(TASK) Return the count of lines in the following records that include "sleeve", and nothing more.

(PROVIDED MATERIAL)
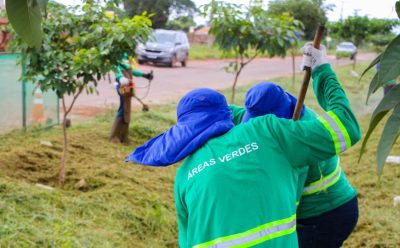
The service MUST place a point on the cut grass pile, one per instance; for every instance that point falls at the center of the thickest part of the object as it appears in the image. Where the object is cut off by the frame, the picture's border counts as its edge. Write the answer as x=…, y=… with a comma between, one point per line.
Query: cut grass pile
x=108, y=203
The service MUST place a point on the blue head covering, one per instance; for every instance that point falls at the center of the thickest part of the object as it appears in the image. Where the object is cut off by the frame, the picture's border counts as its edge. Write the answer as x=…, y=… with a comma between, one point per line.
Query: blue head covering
x=269, y=98
x=202, y=114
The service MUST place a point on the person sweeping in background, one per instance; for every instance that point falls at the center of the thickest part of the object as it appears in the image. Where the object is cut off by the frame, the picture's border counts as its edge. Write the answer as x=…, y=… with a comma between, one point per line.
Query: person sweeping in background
x=237, y=185
x=328, y=210
x=126, y=91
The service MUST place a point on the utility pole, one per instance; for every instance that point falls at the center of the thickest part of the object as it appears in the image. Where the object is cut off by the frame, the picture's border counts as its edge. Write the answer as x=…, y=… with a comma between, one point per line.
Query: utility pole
x=341, y=12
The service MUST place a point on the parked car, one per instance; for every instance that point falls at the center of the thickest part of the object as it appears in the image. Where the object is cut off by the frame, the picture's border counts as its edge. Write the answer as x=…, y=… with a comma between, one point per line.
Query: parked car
x=164, y=46
x=346, y=49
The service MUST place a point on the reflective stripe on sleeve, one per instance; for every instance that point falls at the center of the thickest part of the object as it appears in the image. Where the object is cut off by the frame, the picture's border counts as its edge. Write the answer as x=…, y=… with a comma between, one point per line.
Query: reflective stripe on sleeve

(EXERCISE ANSWER) 2